§ Passage:
****

Prostate cancer is a malignant disease that happens when the cells in the prostate grow out of control. The prostate gland is located below the bladder, near the rectum and surrounding the urethra. When it is affected by cancer, both the reproductive and urinary systems also suffer.

Patients often experience such symptoms such as a slow or weak urinary stream; the need to urinate more often, especially at night; blood in the urine; erectile dysfunction; pain in the hips, back, chest, or other areas from cancer that has spread to bones; and weakness or numbness in the limbs.

There are treatment options, depending on factors like the patient’s age and expected lifespan; other severe health conditions; the stage and grade of the cancer; the patient’s and physician’s feelings and opinions about the need to treat the cancer right away; and potential side effects.

Treatment options to address prostate cancer include expectant watchful waiting or active surveillance; surgery; radiation therapy; cryotherapy; hormone therapy; chemotherapy; vaccine treatment; and bone-directed treatment.

Bone-directed treatment for prostate cancer

“If prostate cancer spreads to other parts of the body, it nearly always goes to the bones first. Bone metastasis can be painful and can cause other problems, such as fractures (breaks) or high blood calcium levels, which can be dangerous or even life-threatening,” according to the American Cancer Society.

****

§ Study material:
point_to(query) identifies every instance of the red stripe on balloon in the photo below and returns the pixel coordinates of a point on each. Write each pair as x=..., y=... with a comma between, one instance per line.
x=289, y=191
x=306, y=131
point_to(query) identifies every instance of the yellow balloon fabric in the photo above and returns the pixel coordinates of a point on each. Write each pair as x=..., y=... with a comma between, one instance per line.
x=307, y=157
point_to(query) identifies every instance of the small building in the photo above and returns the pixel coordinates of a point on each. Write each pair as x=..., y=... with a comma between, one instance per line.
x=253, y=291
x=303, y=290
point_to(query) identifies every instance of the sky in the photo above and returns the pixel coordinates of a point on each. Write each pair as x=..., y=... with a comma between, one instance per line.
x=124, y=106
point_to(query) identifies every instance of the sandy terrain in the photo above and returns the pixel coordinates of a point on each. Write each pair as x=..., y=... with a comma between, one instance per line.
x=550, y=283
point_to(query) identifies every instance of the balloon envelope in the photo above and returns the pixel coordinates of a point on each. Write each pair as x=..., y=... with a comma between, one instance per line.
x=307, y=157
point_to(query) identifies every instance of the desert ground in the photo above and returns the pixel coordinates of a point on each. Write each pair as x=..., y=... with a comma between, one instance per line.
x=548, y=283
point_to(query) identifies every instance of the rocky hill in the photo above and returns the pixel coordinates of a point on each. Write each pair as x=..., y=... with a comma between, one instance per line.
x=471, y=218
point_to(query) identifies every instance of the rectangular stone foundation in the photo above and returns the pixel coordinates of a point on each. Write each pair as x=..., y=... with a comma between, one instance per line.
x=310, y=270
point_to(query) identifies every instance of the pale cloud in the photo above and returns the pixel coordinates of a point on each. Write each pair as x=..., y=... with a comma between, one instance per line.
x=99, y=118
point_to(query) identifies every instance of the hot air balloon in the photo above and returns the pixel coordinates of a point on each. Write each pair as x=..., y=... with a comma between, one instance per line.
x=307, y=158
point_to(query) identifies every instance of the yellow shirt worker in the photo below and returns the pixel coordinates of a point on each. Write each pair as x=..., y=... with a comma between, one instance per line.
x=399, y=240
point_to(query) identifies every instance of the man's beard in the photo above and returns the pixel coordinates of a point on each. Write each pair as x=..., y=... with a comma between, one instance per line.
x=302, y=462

****

§ Activity 1:
In the prostate cancer text, where is the prostate gland located?
§ Activity 2:
Write out the prostate cancer text starting at the words "Prostate cancer is" and ending after the words "systems also suffer.".

§ Exercise answer 1:
Below the bladder, near the rectum, and surrounding the urethra.

§ Exercise answer 2:
Prostate cancer is a malignant disease that happens when the cells in the prostate grow out of control. The prostate gland is located below the bladder, near the rectum and surrounding the urethra. When it is affected by cancer, both the reproductive and urinary systems also suffer.